Aim of the exercise - In the passage on Meret Oppenheim below, who first formulated the concept of the surrealist object?

Extracted text -
--

To those few who knew of Meret Oppenheim in Sweden, she was something of a legend, on account of her “fur breakfast”, an object that had belonged to the Museum of Modern Art in New York since shortly after its conception in the mid-1930s. However, the early and prolific production of objects was relatively unknown in Sweden, where we were used to thinking in terms of a direct line of development from Marcel Duchamp’s dada objets trouvés/ready mades to the assemblages and combines by the contemporary Americans Rauschenberg, Oldenburg and Jasper Johns. This perception had been perpetuated not least by art critics, and the surrealist objects were virtually unknown in this country – that is, the objects of Man Ray, Giacometti, Picasso, Dalí, Joseph Cornell, Magritte, Miró, Max Ernst and Meret Oppenheim. (The concept of the surrealist object had originally been formulated by André Breton.)

Meret came into contact with the surrealists at a very early age – when she was still in her twenties! – and Giacometti and Arp in particular encouraged and supported her from the start. She had a long relationship with Max Ernst, and he has written somewhere, “Woman is a sandwich spread with white marble.” Many of Oppenheim’s small sketches date from this period, objects that she was not able to produce in full scale and final materials (for economic reasons) until the 1950s.

--

Provided data -
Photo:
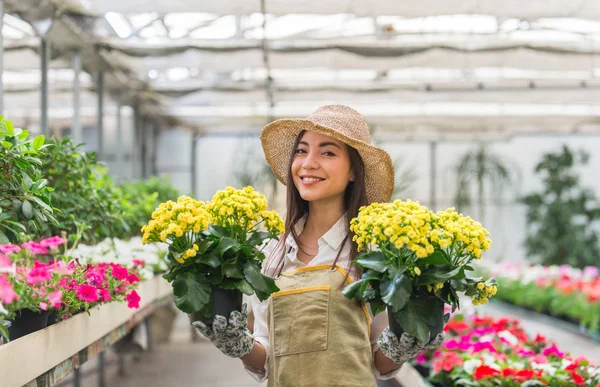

--

Answer to the task - André Breton